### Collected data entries

--- START ---

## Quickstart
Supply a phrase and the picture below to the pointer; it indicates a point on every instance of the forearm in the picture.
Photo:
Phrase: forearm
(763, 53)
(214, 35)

--- END ---

### Written request
Recast the records above as a Markdown table with the columns "Row" and "Line," giving each line its own numbered row and leaving out any blank lines.

### Solution to this task
| Row | Line |
|---|---|
| 1 | ## Quickstart |
| 2 | Supply a phrase and the picture below to the pointer; it indicates a point on every instance of the forearm in the picture. |
| 3 | Photo: |
| 4 | Phrase: forearm |
| 5 | (763, 53) |
| 6 | (214, 35) |